----- Material provided

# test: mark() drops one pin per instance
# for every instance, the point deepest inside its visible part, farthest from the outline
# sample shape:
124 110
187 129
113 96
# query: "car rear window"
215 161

----------

Short problem: In this exercise, repeat all entries exactly.

Result of the task:
# test: mark() drops one pin per instance
# for every instance, the point deepest inside its visible part, farthest from the outline
# sample shape:
124 110
187 129
113 96
# query: "car rear window"
215 161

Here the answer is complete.